**What you are asked to do:**
Pick up the fruit fly courtship text right after its final sentence and keep writing.

**Selected text:**
When they looked at the genes the two types of flies expressed, they found that one ion channel, called pickpocket 23, or ppk23, was markedly reduced in that mutant flies, suggesting this ion channel involved in chemosensation.

By linking the ppk23 gene to one that makes cells glow green, postdoctoral fellow Beika Lu, PhD, was able to see where it was expressed. It turned out to be abundant in the forelegs of male flies, which sported twice as many ppk23-expressing neurons on their legs as did females.

“We knew that the male uses his forelegs in the courtship ritual,” Ben-Shahar says. “The male hugs the female, rubbing his legs and proboscis on her cuticle to test how she tastes. So it made sense that they have something in their legs that could detect the waxy pheromones she secretes.”

When they looked closely at the neurons expressing ppk23, it turned out that they also branch differently in male flies than they do in female flies.

Neurons expressing ppk23, here revealed by a protein that fluoresces green, branch differently in the male (left) than in the female (right). In the male, they cross the midline of the thoracic ganglion, considered part of the fruit fly brain. (Credit: Ben-Shahar et al.)

They may be feeding into a male-specific neural circuit, called the sex circuit, which determines sexual behaviors and whether an individual fly behaves as a male or a female.

“Courtship is like a reflex with these males,” Ben-Shahar says. “You put a wild-type male in with a virgin female and it takes two seconds and he’s courting and trying to mate with her.”

A courtship assay

At this point, Ben-Shahar and his team had lots of circumstantial evidence that ppk23 was somehow involved in fruit fly courtship, but they didn’t really know for sure how it affected fly behavior. To find out, they would need to disable ppk23 and compare the behavior of the flies without functioning ppk23 to that of the wild type.

They designed several different behavioral assays for this purpose, including assays for feeding, tasting and courtship. The feeding and tasting assays showed that the ppk23-disabled flies behaved like wild-type flies, so clearly ppk23 didn’t have to do with feeding behavior.

The courtship assay, however, clearly separated the ppk23-deficient flies from the wild-type flies.

The assay was carried out under red light, which left the flies essentially blind. The targets were decapitated females that had been carefully washed in a solvent and then coated with the pheromone 7,11 HD.

[Saved data entries]
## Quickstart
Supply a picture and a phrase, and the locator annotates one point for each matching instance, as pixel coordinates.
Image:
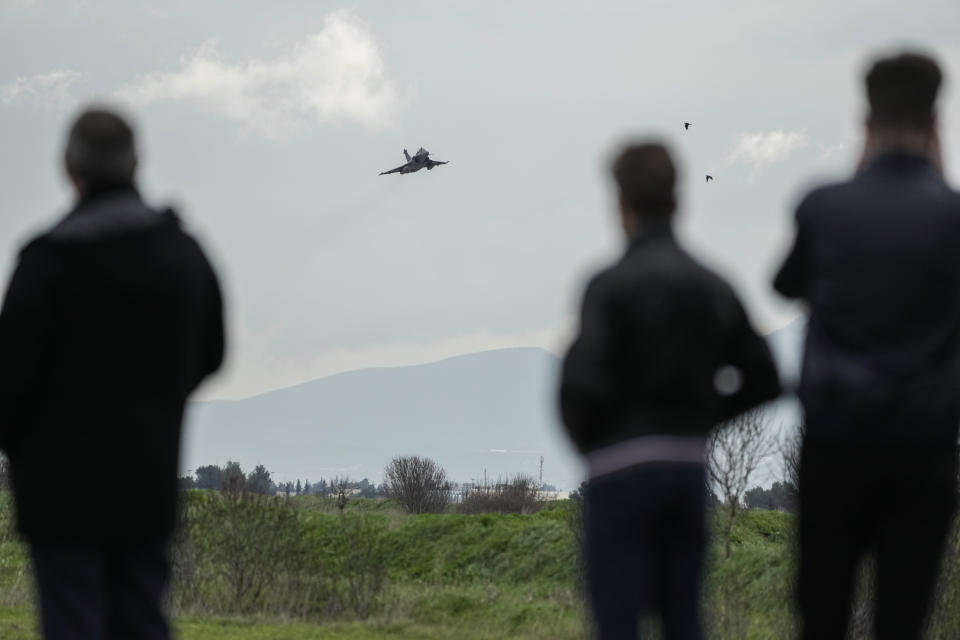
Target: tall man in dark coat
(111, 319)
(877, 259)
(639, 395)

**Response to this exercise:**
“In the assays, the ppk23-deficient males run and run and run, and bump into the female, but never get interested,” Ben-Shahar says. “Wild-type flies, the moment they bump into a female, they start courting.”

Intriguingly, most ppk23-expressing cells in the male fruit fly’s forelegs also express a gene called fruitless. Discovered in 1996, this gene seems to govern almost the entire courtship repertoire. Mutations in fruitless prevent courting entirely or disrupt parts of the repertoire. The ppk23 neurons probably play a role in stimulating the fruitless-dependent circuit to produce sex-appropriate behaviors in males.

(Credit: Ben-Shahar et al.)

The ppk23-less males were capable of courtship, Ben-Shahar says, they just weren’t very good at it. “If you put them in a vial with lots of females, they will mate and you’ll get living offspring, so they’re not sterile in any way.”

“But if you put them in competition with wild-type flies, they wouldn’t stand a chance. By the time they decided to court a female, she will already have mated with somebody else.

“We don’t know what these ion channels do in females, Ben-Shahar says, but at least in males, the ppk23 neurons are critical in the decision to chase and court a female.” “

The inevitable question

What does it mean for people and human sexual behavior? “I’d be shocked,” Ben-Shahar says, “if humans were such an anomaly in nature that sensory cues didn’t affect sexual behavior.”

On the other hand, he says, “Human sexual behavior is very plastic and not at all categorical. It’s never all or nothing, probably extremely complex genetically and strongly affected by the environment.”